— BEGIN LISTING —

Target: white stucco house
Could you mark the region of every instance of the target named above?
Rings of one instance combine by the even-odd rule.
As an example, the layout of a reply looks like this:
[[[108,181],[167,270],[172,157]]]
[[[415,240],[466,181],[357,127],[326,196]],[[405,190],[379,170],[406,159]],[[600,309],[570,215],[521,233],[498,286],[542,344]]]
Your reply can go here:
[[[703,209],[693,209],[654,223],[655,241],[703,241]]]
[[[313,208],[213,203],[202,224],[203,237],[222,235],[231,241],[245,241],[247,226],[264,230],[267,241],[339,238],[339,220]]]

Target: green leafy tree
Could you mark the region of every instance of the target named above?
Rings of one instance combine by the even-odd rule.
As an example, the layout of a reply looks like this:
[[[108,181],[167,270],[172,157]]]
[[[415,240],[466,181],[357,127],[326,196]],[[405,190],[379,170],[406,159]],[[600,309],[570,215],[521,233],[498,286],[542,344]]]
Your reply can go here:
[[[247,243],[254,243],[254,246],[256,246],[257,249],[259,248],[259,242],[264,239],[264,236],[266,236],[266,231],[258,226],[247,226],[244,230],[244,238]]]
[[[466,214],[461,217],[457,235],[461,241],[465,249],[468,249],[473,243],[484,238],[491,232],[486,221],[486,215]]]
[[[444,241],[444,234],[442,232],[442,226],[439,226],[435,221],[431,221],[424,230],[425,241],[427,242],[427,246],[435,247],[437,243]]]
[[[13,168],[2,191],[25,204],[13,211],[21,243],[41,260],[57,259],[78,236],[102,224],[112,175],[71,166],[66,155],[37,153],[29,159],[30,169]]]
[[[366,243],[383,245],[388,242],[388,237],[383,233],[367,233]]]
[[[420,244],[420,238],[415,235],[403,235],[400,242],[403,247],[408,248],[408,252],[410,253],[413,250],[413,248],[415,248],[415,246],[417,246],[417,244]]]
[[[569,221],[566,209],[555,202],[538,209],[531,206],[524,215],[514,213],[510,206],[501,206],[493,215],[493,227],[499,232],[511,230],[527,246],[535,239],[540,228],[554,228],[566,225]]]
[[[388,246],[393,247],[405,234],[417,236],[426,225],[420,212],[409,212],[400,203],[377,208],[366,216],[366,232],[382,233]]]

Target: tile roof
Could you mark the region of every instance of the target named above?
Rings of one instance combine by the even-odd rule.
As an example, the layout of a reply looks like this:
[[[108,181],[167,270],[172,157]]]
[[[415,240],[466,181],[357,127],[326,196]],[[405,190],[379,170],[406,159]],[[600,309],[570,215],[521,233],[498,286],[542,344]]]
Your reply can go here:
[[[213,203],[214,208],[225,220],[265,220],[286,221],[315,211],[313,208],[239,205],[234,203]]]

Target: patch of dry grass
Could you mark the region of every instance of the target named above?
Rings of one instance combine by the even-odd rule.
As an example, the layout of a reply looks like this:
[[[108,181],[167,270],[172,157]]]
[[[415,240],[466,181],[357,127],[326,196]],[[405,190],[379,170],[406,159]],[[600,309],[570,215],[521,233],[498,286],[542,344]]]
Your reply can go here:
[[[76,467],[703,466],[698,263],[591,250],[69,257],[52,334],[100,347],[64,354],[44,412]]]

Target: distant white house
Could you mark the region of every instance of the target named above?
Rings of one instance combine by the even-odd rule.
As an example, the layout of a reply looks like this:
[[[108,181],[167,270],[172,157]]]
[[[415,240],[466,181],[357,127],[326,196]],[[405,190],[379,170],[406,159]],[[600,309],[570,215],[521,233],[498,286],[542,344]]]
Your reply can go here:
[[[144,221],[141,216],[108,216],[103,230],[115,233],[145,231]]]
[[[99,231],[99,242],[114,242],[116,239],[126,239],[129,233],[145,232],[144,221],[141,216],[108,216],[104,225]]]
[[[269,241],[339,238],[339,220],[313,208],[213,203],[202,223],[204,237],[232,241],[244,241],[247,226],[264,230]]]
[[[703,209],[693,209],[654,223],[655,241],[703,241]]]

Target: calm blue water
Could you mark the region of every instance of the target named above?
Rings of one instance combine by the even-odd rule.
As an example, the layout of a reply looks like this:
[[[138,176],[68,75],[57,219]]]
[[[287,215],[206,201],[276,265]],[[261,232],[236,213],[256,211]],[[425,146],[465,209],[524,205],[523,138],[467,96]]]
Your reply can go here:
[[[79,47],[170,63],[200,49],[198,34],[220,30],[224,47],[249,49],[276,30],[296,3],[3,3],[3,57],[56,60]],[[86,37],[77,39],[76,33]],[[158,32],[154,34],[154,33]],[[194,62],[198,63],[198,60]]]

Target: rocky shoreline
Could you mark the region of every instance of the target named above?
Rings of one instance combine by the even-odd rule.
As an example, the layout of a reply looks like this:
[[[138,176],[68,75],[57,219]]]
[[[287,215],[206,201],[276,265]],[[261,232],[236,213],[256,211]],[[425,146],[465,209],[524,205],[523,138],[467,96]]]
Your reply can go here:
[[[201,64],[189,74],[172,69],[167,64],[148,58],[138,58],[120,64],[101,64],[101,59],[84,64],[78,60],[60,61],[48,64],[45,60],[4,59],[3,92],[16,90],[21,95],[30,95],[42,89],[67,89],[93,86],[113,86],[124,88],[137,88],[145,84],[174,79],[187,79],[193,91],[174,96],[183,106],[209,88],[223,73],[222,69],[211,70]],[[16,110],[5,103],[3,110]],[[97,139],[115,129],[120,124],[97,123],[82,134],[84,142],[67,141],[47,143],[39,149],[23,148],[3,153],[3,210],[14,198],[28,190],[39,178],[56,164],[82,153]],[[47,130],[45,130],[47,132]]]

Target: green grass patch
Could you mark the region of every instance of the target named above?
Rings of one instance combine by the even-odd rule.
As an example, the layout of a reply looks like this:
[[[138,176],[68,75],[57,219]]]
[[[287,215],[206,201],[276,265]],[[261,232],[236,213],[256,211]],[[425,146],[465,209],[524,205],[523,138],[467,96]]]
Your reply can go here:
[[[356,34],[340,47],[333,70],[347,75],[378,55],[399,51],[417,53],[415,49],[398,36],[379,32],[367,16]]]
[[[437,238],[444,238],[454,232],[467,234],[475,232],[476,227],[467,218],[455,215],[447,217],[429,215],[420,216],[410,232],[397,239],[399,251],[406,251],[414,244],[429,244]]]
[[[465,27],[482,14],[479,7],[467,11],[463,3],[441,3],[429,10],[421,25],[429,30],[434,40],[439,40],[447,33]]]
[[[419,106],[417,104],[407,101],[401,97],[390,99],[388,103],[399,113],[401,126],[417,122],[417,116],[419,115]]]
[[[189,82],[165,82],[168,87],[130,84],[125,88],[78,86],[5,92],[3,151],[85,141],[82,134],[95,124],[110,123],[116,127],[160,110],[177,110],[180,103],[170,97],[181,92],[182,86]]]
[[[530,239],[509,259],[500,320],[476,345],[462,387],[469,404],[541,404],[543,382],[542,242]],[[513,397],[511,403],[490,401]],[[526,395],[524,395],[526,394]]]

— END LISTING —

PROBLEM STATEMENT> Transcribe all of the material exactly. Omit nothing.

EXERCISE ANSWER>
Target: white stucco house
Could you mark the region of every instance of the target named above?
Rings of one instance combine by the even-odd rule.
As an example, the layout of a reply looks like this:
[[[108,181],[167,270],[172,157]]]
[[[415,240],[466,181],[357,127],[326,196]],[[405,190],[379,170],[406,159]],[[600,309],[570,215],[521,233],[498,286],[542,344]]]
Your reply can go here:
[[[703,209],[693,209],[654,223],[655,241],[703,241]]]
[[[313,208],[213,203],[202,224],[203,237],[222,235],[231,241],[245,241],[247,226],[264,230],[267,241],[339,238],[339,220]]]

Target: green leafy tree
Could you mark the region of every instance of the target named above?
Rings of one instance combine by the even-odd rule.
As an example, the layout of a reply looks like this:
[[[108,181],[167,270],[172,157]]]
[[[415,240],[466,181],[357,127],[326,196]],[[405,190],[379,170],[406,159]],[[600,309],[570,215],[521,233],[498,286],[542,344]]]
Your reply can go here:
[[[247,243],[254,243],[254,246],[256,246],[257,249],[259,248],[259,242],[264,239],[264,236],[266,236],[266,231],[258,226],[247,226],[244,230],[244,238]]]
[[[466,214],[461,217],[457,235],[461,241],[465,249],[468,249],[473,243],[484,238],[491,232],[486,221],[486,215]]]
[[[444,241],[444,234],[442,232],[442,226],[439,226],[435,221],[431,221],[424,230],[425,241],[427,242],[427,246],[435,247],[437,243]]]
[[[13,168],[2,191],[25,204],[13,211],[21,243],[41,260],[57,259],[78,236],[102,224],[112,175],[71,166],[66,155],[37,153],[29,159],[30,169]]]
[[[366,243],[383,245],[388,242],[388,237],[383,233],[367,233]]]
[[[420,244],[420,238],[415,235],[403,235],[400,242],[403,247],[408,248],[408,252],[410,253],[413,250],[413,248],[415,248],[415,246],[417,246],[417,244]]]
[[[569,221],[566,209],[555,202],[538,209],[531,206],[524,215],[514,213],[510,206],[501,206],[493,215],[493,227],[499,232],[511,230],[527,246],[535,239],[540,228],[554,228],[566,225]]]
[[[388,246],[393,247],[405,234],[417,236],[426,225],[420,212],[409,212],[400,203],[377,208],[366,216],[366,232],[382,233]]]

Target: tile roof
Could you mark the region of every instance of the target named above?
Rings of one instance combine by the even-odd rule.
As an example, the layout of a reply looks like this:
[[[108,181],[167,270],[172,157]]]
[[[415,240],[466,181],[357,127],[326,196]],[[405,190],[379,170],[406,159]],[[600,309],[570,215],[521,233],[498,286],[542,344]]]
Your reply can go here:
[[[213,203],[214,208],[225,220],[265,220],[286,221],[315,211],[313,208],[239,205],[234,203]]]

Target: patch of dry grass
Could you mark the region of every instance of the target named above?
Rings of one instance combine by the even-odd rule.
As an example, the layout of a reply looks like this:
[[[108,181],[167,270],[172,157]]]
[[[415,240],[466,181],[357,127],[326,196]],[[405,190],[379,170],[406,159]],[[600,309],[570,215],[521,233],[498,286],[542,344]]]
Your reply can go here:
[[[76,467],[703,466],[698,263],[591,250],[69,257],[52,334],[100,347],[64,354],[44,412]]]

Target: distant white house
Could you mark the region of every instance of the target named above?
Rings of one instance combine by the even-odd rule.
As an example, the layout of a reply looks like this:
[[[108,181],[167,270],[172,157]]]
[[[415,240],[466,181],[357,127],[326,196]],[[405,190],[379,170],[406,159]],[[600,309],[570,215],[521,233],[498,286],[542,344]]]
Your reply can go here:
[[[144,221],[141,216],[108,216],[103,230],[115,233],[145,231]]]
[[[99,231],[99,242],[114,242],[116,239],[126,239],[129,233],[145,232],[144,221],[141,216],[108,216],[104,225]]]
[[[269,241],[339,238],[339,220],[313,208],[213,203],[202,223],[204,237],[232,241],[244,241],[247,226],[264,230]]]
[[[703,209],[693,209],[654,223],[655,241],[703,241]]]

Target: calm blue water
Could you mark the region of every instance of the target named above?
Rings of one instance combine by the even-odd rule.
As an example, the layout of a reply looks like this:
[[[138,176],[68,75],[57,219]]]
[[[287,215],[206,201],[276,265]],[[261,232],[236,213],[256,211]],[[425,146],[465,209],[524,205],[523,138],[467,96]]]
Your reply can go here:
[[[79,47],[170,63],[200,49],[198,34],[220,30],[224,47],[249,49],[276,30],[296,3],[3,3],[3,57],[56,60]],[[86,37],[77,39],[76,33]],[[158,32],[154,34],[154,33]],[[194,62],[198,63],[198,60]]]

Target: rocky shoreline
Could you mark the region of every instance of the target named above?
Rings of one instance combine by the even-odd rule.
As an example, the layout of a reply looks like this:
[[[138,176],[68,75],[57,219]]]
[[[287,215],[206,201],[276,265]],[[261,232],[236,213],[256,211]],[[425,146],[465,209],[524,205],[523,138],[467,96]]]
Your reply can go here:
[[[201,64],[189,74],[172,69],[167,64],[148,58],[138,58],[120,64],[101,64],[101,59],[84,64],[78,60],[60,61],[48,64],[45,60],[4,59],[3,92],[16,90],[21,95],[30,95],[42,89],[67,89],[93,86],[113,86],[124,88],[137,88],[145,84],[174,79],[187,79],[193,91],[174,96],[183,106],[209,88],[223,73],[222,69],[211,70]],[[16,110],[5,103],[3,110]],[[97,139],[115,129],[120,124],[97,123],[82,134],[84,142],[67,141],[47,143],[39,149],[23,148],[3,153],[3,210],[14,198],[28,190],[39,178],[56,164],[82,153]],[[47,130],[45,130],[47,132]]]

Target: green grass patch
Could you mark the region of every instance of the target named above?
Rings of one instance combine by the even-odd rule.
As an example, the layout of a reply looks like this:
[[[138,176],[68,75],[57,219]]]
[[[287,215],[206,201],[276,265]],[[261,232],[236,213],[256,211]],[[425,146],[465,209],[524,205],[523,138],[467,96]]]
Your reply can go here:
[[[356,34],[340,47],[333,70],[347,75],[378,55],[399,51],[417,53],[415,49],[398,36],[379,32],[367,16]]]
[[[437,238],[444,238],[454,232],[467,234],[475,232],[476,227],[467,218],[455,215],[447,217],[429,215],[420,216],[410,232],[397,239],[399,251],[406,251],[414,244],[429,244]]]
[[[465,27],[482,14],[479,7],[467,11],[463,3],[441,3],[429,10],[421,25],[429,30],[434,40],[439,40],[447,33]]]
[[[419,106],[417,104],[407,101],[401,97],[390,99],[388,103],[399,113],[401,126],[417,122],[417,116],[419,115]]]
[[[189,82],[165,82],[168,87],[130,84],[125,88],[78,86],[5,92],[3,151],[85,141],[82,134],[95,124],[110,123],[116,127],[160,110],[177,110],[180,103],[170,97],[181,92],[182,86]]]
[[[530,239],[509,259],[500,320],[476,345],[462,387],[469,404],[541,404],[543,382],[542,242]],[[513,397],[511,403],[490,401]],[[526,395],[524,395],[526,394]]]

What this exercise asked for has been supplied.